**TASK GOAL**
Word for word, restate every line of the listing that follows.

**RAW RECORDS**
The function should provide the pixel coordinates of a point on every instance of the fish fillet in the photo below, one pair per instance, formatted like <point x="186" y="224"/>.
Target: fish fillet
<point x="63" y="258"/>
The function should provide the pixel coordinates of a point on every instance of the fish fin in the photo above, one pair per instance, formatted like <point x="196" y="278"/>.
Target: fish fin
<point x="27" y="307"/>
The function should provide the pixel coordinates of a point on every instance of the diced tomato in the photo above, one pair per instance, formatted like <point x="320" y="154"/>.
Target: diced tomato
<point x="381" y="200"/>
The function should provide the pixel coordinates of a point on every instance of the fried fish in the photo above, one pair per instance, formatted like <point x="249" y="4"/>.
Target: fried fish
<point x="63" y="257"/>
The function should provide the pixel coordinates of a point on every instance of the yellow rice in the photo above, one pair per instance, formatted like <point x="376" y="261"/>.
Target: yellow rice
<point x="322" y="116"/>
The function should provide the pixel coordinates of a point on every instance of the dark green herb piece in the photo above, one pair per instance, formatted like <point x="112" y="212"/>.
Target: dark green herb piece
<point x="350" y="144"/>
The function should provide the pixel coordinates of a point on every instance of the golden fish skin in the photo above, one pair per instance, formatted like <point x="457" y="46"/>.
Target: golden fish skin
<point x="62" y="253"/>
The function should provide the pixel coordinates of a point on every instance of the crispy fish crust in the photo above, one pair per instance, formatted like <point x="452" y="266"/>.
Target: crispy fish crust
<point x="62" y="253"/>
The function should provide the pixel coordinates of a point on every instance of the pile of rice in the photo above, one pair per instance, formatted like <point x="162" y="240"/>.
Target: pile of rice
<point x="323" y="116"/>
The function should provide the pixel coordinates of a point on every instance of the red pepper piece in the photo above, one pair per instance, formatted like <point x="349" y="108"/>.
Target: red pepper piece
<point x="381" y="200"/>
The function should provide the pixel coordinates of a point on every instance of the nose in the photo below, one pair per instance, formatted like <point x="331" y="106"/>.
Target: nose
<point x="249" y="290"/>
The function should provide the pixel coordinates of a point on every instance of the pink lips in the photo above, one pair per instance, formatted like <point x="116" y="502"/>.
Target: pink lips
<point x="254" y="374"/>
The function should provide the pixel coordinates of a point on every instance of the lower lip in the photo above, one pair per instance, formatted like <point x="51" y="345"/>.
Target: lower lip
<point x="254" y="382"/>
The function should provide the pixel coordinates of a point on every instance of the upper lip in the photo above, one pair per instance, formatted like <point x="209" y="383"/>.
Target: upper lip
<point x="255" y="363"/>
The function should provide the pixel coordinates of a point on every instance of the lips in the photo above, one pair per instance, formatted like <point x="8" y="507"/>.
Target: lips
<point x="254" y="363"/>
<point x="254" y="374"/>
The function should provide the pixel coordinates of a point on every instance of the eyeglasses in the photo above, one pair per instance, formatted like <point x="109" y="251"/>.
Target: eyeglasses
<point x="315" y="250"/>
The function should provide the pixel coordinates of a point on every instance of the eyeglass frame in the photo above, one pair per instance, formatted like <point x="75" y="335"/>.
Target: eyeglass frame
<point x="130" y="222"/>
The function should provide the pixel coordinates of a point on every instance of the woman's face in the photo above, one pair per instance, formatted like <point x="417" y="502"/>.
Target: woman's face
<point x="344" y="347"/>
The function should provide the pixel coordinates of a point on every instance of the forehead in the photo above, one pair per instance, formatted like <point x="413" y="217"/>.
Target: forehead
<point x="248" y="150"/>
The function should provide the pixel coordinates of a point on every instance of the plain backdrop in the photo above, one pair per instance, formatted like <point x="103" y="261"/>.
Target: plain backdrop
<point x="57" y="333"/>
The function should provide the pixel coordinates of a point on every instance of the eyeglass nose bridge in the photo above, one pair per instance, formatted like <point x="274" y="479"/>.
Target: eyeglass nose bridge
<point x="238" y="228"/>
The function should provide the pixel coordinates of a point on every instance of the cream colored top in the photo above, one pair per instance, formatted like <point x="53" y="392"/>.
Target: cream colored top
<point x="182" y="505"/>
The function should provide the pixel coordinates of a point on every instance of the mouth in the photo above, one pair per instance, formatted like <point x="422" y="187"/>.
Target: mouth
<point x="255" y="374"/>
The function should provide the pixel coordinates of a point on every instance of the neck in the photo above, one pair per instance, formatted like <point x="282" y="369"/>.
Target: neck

**EXERCISE RESPONSE**
The function should provide the pixel coordinates of a point on every instance of the fish fillet in the photo below, one pair per instance, formatted like <point x="186" y="224"/>.
Target: fish fillet
<point x="63" y="258"/>
The function should provide the pixel coordinates of a point on every instance of the fish fin in the photo above, one pair per instance, formatted like <point x="196" y="278"/>.
Target: fish fin
<point x="27" y="307"/>
The function should provide the pixel coordinates of a point on every instance of the diced tomato in the photo above, one pair per instance, formatted like <point x="320" y="154"/>.
Target: diced tomato
<point x="381" y="200"/>
The function should provide the pixel coordinates of a point on every instance of the fried fish in the photo above, one pair per instance, formatted like <point x="249" y="4"/>.
Target: fried fish
<point x="63" y="257"/>
The function should provide the pixel coordinates of a point on every instance of the yellow rice in the photo above, one pair per instance, formatted like <point x="376" y="261"/>.
Target: yellow rice
<point x="322" y="116"/>
The function should provide the pixel coordinates of a point on every instance of the dark green herb piece in the photo above, one pair per instance, formatted like <point x="112" y="212"/>.
Target: dark green herb piece
<point x="350" y="144"/>
The function should provide the pixel coordinates of a point on every instance of the golden fish skin in the photo above, one pair per instance, formatted like <point x="457" y="46"/>.
Target: golden fish skin
<point x="62" y="253"/>
The function should provide the pixel coordinates of a point on every instance of the crispy fish crust in the photo above, one pair per instance, formatted like <point x="452" y="266"/>.
Target: crispy fish crust
<point x="62" y="253"/>
The function should provide the pixel coordinates of a point on every instance of the pile of rice in the photo above, one pair per instance, formatted like <point x="162" y="240"/>.
Target: pile of rice
<point x="323" y="116"/>
The function should provide the pixel coordinates of a point on every instance of the red pepper piece in the photo above, one pair per instance, formatted like <point x="349" y="108"/>.
Target: red pepper piece
<point x="381" y="200"/>
The function should provide the pixel coordinates of a point on every instance of the nose in the photo below, one pair per instance, formatted like <point x="331" y="106"/>.
Target: nose
<point x="249" y="290"/>
The function should provide the pixel coordinates of a point on every instance of the pink lips in the photo above, one pair per instance, formatted like <point x="116" y="502"/>.
Target: pink lips
<point x="254" y="374"/>
The function should provide the pixel coordinates of a point on every instance of the lower lip in the photo above, one pair per instance, formatted like <point x="51" y="345"/>.
Target: lower lip
<point x="254" y="382"/>
The function should provide the pixel coordinates of a point on every instance of the upper lip in the photo above, one pair per instance, formatted like <point x="209" y="383"/>.
Target: upper lip
<point x="255" y="363"/>
The function should provide the pixel coordinates of a point on every instance of the lips in the photo above, one pair per instance, formatted like <point x="8" y="507"/>.
Target: lips
<point x="254" y="363"/>
<point x="254" y="374"/>
The function should provide the pixel coordinates of a point on every instance of the eyeglasses in the photo above, one pair per instance, formatted like <point x="109" y="251"/>.
Target: eyeglasses
<point x="315" y="250"/>
The function should provide the pixel coordinates of a point on every instance of the eyeglass frame in the photo above, one pair per instance, formatted like <point x="75" y="335"/>.
Target: eyeglass frame
<point x="130" y="222"/>
The function should provide the pixel coordinates of a point on every instance of the woman's face in the photo above, one pair per instance, formatted like <point x="417" y="502"/>.
Target: woman's face
<point x="344" y="347"/>
The function should provide the pixel coordinates of a point on every instance of the forehead in the photo above, one pair per instance, formatted like <point x="413" y="217"/>.
Target: forehead
<point x="248" y="150"/>
The function should provide the pixel coordinates of a point on every instance of the plain backdrop in the photo above, one pair per instance, formatted like <point x="103" y="261"/>.
Target: plain backdrop
<point x="57" y="333"/>
The function should provide the pixel coordinates of a point on every instance of the eyeglass nose bridge in the photo above, one pair per instance, formatted like <point x="274" y="479"/>.
Target: eyeglass nose bridge
<point x="238" y="228"/>
The function should provide the pixel coordinates of a point on every instance of the cream colored top in the photo above, one pair per instance, formatted like <point x="53" y="392"/>.
Target: cream colored top
<point x="182" y="505"/>
The function should provide the pixel coordinates of a point on every instance of the mouth in the photo above, one pair per instance, formatted like <point x="422" y="187"/>.
Target: mouth
<point x="255" y="374"/>
The function should provide the pixel coordinates of a point on every instance of the neck in the photo above, one pair per instance, formatted like <point x="282" y="369"/>.
Target: neck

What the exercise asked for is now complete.